### Items ###

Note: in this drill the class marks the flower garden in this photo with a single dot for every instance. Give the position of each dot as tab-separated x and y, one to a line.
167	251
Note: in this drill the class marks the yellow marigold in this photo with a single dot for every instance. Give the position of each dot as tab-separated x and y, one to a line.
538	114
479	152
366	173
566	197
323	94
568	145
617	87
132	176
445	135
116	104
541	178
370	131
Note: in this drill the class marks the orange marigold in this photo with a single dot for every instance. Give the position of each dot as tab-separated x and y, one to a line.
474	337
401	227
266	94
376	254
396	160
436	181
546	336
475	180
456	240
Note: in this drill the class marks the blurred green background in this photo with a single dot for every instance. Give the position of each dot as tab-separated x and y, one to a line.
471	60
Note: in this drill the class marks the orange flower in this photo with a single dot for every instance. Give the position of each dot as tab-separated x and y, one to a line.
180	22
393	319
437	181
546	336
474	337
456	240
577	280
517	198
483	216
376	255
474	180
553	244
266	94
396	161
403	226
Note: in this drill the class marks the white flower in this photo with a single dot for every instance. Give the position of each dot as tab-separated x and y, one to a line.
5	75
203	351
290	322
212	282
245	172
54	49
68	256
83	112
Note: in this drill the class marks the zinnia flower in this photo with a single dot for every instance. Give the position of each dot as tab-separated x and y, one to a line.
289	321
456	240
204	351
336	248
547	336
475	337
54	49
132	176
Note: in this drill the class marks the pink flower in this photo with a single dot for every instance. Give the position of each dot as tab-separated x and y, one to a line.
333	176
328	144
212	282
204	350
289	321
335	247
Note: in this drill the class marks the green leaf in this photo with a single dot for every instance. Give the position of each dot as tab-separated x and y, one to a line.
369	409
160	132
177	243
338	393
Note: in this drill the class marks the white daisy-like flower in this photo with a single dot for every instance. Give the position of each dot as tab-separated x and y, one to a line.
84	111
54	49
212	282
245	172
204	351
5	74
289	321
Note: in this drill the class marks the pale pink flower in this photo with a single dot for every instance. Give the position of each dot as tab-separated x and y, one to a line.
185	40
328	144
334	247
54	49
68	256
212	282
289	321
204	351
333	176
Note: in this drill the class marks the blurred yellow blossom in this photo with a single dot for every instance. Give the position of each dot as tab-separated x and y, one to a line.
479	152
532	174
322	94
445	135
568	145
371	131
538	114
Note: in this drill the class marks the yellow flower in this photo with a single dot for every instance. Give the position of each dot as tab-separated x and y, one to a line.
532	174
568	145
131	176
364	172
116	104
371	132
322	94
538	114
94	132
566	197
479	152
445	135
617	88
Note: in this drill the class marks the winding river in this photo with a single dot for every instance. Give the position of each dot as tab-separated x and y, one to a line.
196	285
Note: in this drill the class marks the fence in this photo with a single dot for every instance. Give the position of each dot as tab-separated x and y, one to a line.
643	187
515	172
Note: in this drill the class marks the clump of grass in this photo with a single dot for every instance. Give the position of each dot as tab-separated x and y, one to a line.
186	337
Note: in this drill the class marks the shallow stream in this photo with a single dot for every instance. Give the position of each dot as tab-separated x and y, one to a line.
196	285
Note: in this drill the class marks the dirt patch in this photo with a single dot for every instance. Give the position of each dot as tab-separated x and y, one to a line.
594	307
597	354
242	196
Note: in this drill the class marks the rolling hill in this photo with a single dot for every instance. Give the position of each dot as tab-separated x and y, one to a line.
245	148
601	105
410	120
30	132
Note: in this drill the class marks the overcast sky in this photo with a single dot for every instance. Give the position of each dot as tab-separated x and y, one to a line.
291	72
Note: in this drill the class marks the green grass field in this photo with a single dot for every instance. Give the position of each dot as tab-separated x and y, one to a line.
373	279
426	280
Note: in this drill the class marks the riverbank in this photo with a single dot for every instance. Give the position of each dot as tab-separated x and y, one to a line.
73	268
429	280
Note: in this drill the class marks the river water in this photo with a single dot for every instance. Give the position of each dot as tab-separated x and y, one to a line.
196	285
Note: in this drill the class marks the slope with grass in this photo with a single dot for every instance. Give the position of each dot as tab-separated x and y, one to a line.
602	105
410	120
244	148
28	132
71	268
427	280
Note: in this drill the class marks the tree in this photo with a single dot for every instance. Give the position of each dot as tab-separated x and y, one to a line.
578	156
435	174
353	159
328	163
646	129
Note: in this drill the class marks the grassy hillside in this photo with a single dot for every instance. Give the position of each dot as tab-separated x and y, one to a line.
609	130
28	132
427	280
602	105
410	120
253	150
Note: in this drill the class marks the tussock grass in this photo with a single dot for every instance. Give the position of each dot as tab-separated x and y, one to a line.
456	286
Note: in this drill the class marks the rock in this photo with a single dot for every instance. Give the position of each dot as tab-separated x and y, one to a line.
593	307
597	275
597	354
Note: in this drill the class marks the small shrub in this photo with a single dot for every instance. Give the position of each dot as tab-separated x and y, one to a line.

###

Requirement: Output each record exactly, leaving nothing out.

Task response:
Note: in this drill the class marks the flower garden in this photo with a single dot for every instance. Give the position of each dot as tab-separated x and y, one to a line.
167	251
Note: in this drill the class marks the yellow marigold in this photo with a single dot for every instance. Give the position of each dot as tab-separated x and y, one to a line.
538	114
479	152
366	173
566	197
323	94
568	145
617	87
132	176
445	135
116	104
541	178
370	131
Note: in this drill the class marks the orange marigold in this photo with a single dot for every instance. Give the position of each dot as tab-separated x and y, one to a line.
474	337
401	227
266	94
376	254
396	160
436	181
546	336
475	180
456	240
Note: in this drill the class marks the blurred green background in this photo with a single dot for every instance. Give the position of each dot as tab-separated x and y, one to a line.
471	60
Note: in this drill the class marks the orange flower in this photo with a single dot for every instance. Give the position of each dot as tab-separated x and y, one to a line.
180	22
393	319
437	181
546	336
474	337
456	240
577	280
517	198
483	216
376	255
474	180
553	244
266	94
396	161
403	226
Note: in this drill the class marks the white flower in this photo with a single dot for every instance. Give the position of each dot as tab-separated x and y, one to a line.
5	75
203	351
290	322
212	282
245	172
54	49
68	256
83	112
Note: in this drill the class marks the zinnia flower in this photo with a single dot for every instance. Give the position of each dot as tab-separated x and y, one to a line.
289	321
456	240
204	351
336	248
547	336
475	337
54	49
132	176
Note: in this drill the class marks the pink flower in this photo with a single dot for every instance. Give the position of each dot as tab-separated x and y, one to a line.
333	176
328	144
212	282
204	350
289	321
335	247
Note: in this drill the class marks the green leaf in this photo with a single dot for every instance. Give the position of each dot as tab-separated x and y, one to a line.
369	409
160	132
177	243
338	393
Note: in this drill the class marks the white daisy-like flower in this photo with a single dot for every instance. Give the position of each dot as tab-separated x and y, one to a line.
84	111
54	49
212	282
245	172
204	351
5	74
289	321
Note: in this drill the class marks the pale pink flower in this photo with a single dot for every instance. Give the position of each dot as tab-separated x and y, one to a line.
185	40
328	144
334	247
54	49
68	256
212	282
289	321
204	351
333	176
Note: in this drill the class marks the blurred yellow blossom in this photo with a single dot for every instance. Give the position of each dot as tab-separated x and y, one to a line.
479	152
532	174
322	94
445	135
568	145
371	131
538	114
Note: in this drill the class marks the yellow flower in this photo with a single dot for every instance. Give the position of each dot as tab-separated x and y, one to a line.
532	174
568	145
131	176
364	172
116	104
371	132
322	94
538	114
94	132
566	197
479	152
445	135
617	88
Note: in this drill the class marks the winding river in this photo with a single dot for every instance. Give the position of each dot as tab-separated x and y, one to a line.
196	285
Note: in this drill the class marks the fence in this photo with a single dot for every instance. Give the position of each dot as tab-separated x and y, one to a line.
643	187
515	172
Note: in this drill the class marks the clump of grass in this photo with a single dot for every instance. Give the position of each dot as tab-separated x and y, one to a line.
186	337
Note: in this drill the class marks the shallow stream in this photo with a single dot for every instance. Give the position of each dot as tab-separated x and y, one to a line.
196	285
Note: in this drill the class marks the dirt patch in this photo with a single dot for every instance. Give the position of each dot as tab-separated x and y, one to a line.
594	307
597	354
242	196
Note: in this drill the class marks the rolling hill in this photo with a single dot for every instance. Give the position of each dot as tab-separated x and y, one to a line.
245	148
601	105
410	120
30	132
Note: in this drill the class marks the overcast sky in this photo with a single dot for every instance. Give the position of each dot as tab-separated x and y, one to a line.
291	72
Note: in this drill the class marks the green grass field in this photo with a single dot for every instance. Give the position of each dot as tab-separated x and y, one to a line.
373	279
426	280
Note: in this drill the class marks the riverbank in this photo with a single dot for every instance. Give the position of each dot as tab-separated x and y, one to a line.
73	268
429	280
Note: in this drill the class marks the river water in this photo with a single dot for every instance. Give the position of each dot as tab-separated x and y, one to a line.
196	285
Note: in this drill the class marks the slope with grass in this photo with a single dot for every instance. Give the position of each dot as tab-separated x and y, one to a line.
602	105
410	120
244	148
28	132
71	268
427	280
Note: in this drill the class marks the tree in this photo with a single dot for every instance. Give the position of each dot as tab-separated x and y, one to a line.
578	156
435	174
353	159
328	163
646	129
Note: in this drill the class marks the grassy hillside in this photo with a single dot for every instance. Give the position of each dot as tab-separated x and y, one to a line.
609	130
28	132
427	280
602	105
410	120
253	150
Note: in this drill the class marks the tussock grass in this photo with a single dot for every instance. Give the position of each dot as tab-separated x and y, one to a line.
456	286
Note: in this drill the class marks the rock in this photo with a single dot for every instance. Give the position of each dot as tab-separated x and y, one to a line.
593	307
597	275
597	354
Note: in this drill the class marks the small shrub in this photo with a single dot for every instance. Give the position of each dot as tab-separated x and y, one to a line.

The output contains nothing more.